## WRITTEN INSTRUCTION 1
Reproduce the Andrew Jackson passage word for word, from "Here are 10" to "and also full-figured.)".
## WRITTEN INSTRUCTION 2
Extend the list of facts about Andrew Jackson and The Hermitage, writing the next part after its final sentence.

## EXCERPTED PASSAGE

Here are 10 things *I* didn’t know about President Andrew Jackson and his famous home, The Hermitage, until my visit there yesterday.

1) Jackson was verrrry skinny.  The man was 6’1″ and 140 pounds when elected president.  (John Quincy Adams, just before him, was 5’7″ and stout; Martin Van Buren followed him at 5’6″ and also full-figured.)

2) Nobody knows why Andrew Jackson called it The Hermitage.  The future president first called his new farm “Rural Retreat,” then switched to The Hermitage. His first cabin there was small and remote; possibly he was being wry? The Hermitage is about 12 miles east of Nashville — a half-day’s ride back in Jackson’s time.

3) Only the front of the Hermitage is actually that famous yellow color.  The rest is brick.  (See back view, below.) According to the guides, Jackson didn’t want to pay to do up the whole house, so he only did the part most people would see as they rode up.

4) His son, Andrew Jackson, Jr., was donated by Jackson’s brother-in-law.  The boy was one of twins born to Rachel Jackson‘s brother Severn Donelson and his wife Elizabeth in 1808.  Severn and his wife gave one of the boys to the Jacksons to adopt and raise as their heir.  “It wasn’t uncommon in those days,” the tour guide claimed, for another couple to give a child in this manner to a childless couple.

## DATASET EXTRACT
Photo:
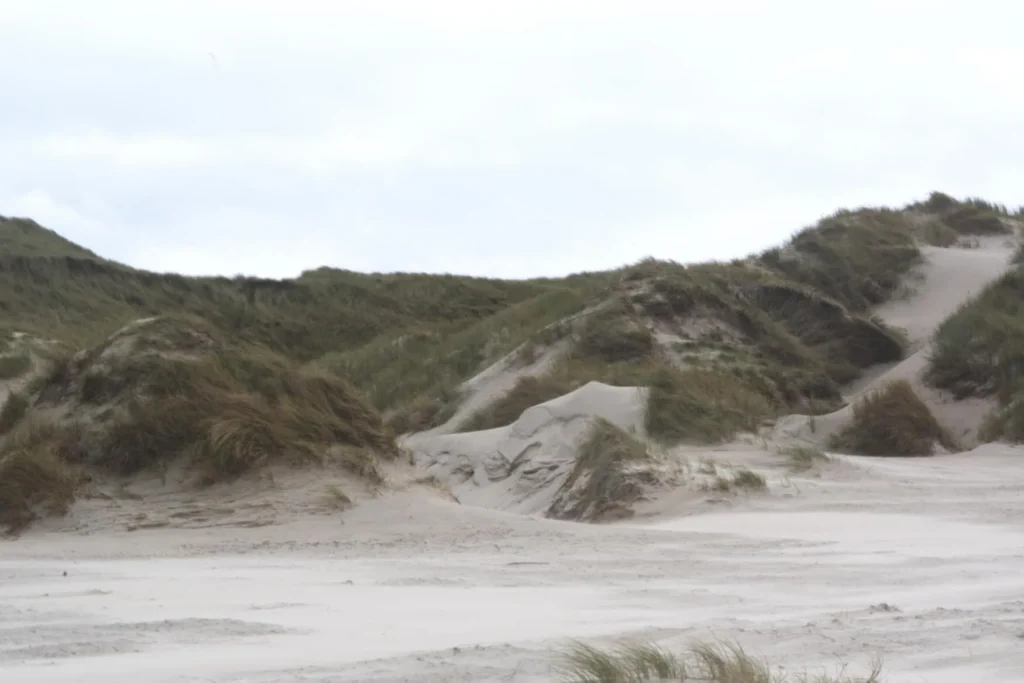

## EXERCISE OUTPUT 1
Here are 10 things *I* didn’t know about President Andrew Jackson and his famous home, The Hermitage, until my visit there yesterday.

1) Jackson was verrrry skinny.  The man was 6’1″ and 140 pounds when elected president.  (John Quincy Adams, just before him, was 5’7″ and stout; Martin Van Buren followed him at 5’6″ and also full-figured.)

## EXERCISE OUTPUT 2
5) Andrew Jackson, Jr. was not a great money manager.  “Andrew Junior believed that money was for spending and enjoying, not for earning,” as the tour guide put it.  After President Jackson died, Junior blew through everything his dad left him, sold The Hermitage for $50,000 — a mammoth amount in those days — and then blew through that, too. Gambling and high living, those were the problems. Eventually he and his family returned and lived at The Hermitage through the grace of the state of Tennessee.  Reckless to the end, Andrew Jr. died at The Hermitage in 1865 after shooting himself in a hunting accident.

6) Andrew Jackson VI is alive and well and is a judge in Knoxville. He has a wife, two daughters and a dog, but there is no Andrew Jackson VII.

7) The Hermitage is not a national park. It’s run by the Ladies’ Hermitage Association, a non-profit group founded in the 1880s to save the house, which had fallen on hard times and was about to be turned into a home for old Confederate soldiers. If that sounds a lot like the ladies’ association that rescued Mount Vernon in the 1850s, that’s because the LHA was modeled after the Mount Vernon group.

(Kudos to the Hermitage ladies, by the way, for keeping things balanced editorially. There’s plenty pro and con about Jackson on the site, including frank notes on his slavekeeping.  Not that the ladies spit on Old Hickory by any means, but it could have been much more of a hagiography. The Alamo, for instance, is run by the Daughters of the Republic of Texas in the manner of a religious shrine.)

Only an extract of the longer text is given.